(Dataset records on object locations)
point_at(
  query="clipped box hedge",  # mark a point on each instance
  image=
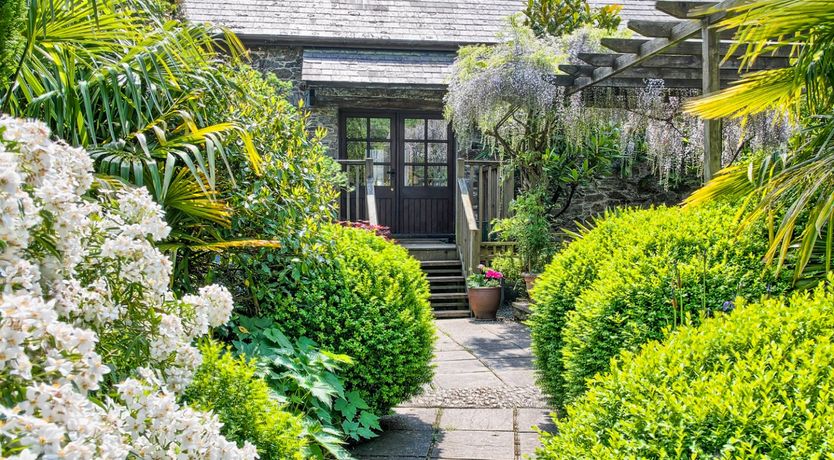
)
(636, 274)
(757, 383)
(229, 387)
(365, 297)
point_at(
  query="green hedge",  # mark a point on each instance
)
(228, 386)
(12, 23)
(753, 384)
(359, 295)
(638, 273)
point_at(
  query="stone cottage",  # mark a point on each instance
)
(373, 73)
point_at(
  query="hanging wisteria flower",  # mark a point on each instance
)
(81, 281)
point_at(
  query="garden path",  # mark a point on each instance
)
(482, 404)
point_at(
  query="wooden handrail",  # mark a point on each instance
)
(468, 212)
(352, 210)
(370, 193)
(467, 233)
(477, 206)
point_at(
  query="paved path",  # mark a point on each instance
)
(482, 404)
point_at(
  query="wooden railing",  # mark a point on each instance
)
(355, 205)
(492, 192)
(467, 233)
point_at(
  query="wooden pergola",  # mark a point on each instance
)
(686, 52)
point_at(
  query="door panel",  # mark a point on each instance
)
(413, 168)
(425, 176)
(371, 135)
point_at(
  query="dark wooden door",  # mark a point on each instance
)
==
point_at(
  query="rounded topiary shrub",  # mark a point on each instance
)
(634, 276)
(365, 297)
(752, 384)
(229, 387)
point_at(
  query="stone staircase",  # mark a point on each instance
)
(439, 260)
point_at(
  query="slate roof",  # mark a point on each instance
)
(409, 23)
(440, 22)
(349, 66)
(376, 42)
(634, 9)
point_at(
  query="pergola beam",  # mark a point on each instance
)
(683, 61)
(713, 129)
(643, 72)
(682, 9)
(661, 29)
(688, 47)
---
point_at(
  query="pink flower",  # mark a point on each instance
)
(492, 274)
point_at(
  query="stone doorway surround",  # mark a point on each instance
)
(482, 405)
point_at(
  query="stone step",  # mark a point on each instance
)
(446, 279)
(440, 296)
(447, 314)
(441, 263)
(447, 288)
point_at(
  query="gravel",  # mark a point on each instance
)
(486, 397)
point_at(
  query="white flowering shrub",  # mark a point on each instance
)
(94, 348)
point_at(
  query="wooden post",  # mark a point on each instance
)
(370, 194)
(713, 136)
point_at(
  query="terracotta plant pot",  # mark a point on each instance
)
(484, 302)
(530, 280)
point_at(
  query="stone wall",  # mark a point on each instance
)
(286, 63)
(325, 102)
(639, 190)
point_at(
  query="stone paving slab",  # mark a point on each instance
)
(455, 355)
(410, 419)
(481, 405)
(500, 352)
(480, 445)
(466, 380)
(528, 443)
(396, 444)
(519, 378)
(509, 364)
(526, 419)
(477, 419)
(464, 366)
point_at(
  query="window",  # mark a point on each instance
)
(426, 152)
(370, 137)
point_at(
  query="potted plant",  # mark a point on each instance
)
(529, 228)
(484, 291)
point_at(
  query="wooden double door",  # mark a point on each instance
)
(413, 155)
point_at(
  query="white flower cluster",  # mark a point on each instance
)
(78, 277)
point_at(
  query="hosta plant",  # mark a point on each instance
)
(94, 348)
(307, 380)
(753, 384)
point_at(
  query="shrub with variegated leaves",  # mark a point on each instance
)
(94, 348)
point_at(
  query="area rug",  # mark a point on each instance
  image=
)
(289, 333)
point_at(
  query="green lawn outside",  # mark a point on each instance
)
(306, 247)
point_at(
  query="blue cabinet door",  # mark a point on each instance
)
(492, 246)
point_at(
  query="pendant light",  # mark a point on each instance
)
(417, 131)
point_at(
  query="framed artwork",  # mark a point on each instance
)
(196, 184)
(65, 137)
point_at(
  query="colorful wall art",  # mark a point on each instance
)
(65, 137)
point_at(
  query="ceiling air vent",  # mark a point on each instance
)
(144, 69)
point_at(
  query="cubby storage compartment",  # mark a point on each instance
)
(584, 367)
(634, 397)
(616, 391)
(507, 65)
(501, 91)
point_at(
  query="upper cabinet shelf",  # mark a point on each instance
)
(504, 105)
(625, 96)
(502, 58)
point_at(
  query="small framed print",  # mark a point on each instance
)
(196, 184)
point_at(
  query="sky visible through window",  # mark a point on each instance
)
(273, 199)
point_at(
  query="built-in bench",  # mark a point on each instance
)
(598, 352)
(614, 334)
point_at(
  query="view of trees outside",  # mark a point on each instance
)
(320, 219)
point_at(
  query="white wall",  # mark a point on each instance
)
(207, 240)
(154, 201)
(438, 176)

* [What the task asks]:
How many lines of the records contain the string "hedge"? Count them and reply with the number alone.

* [The answer]:
2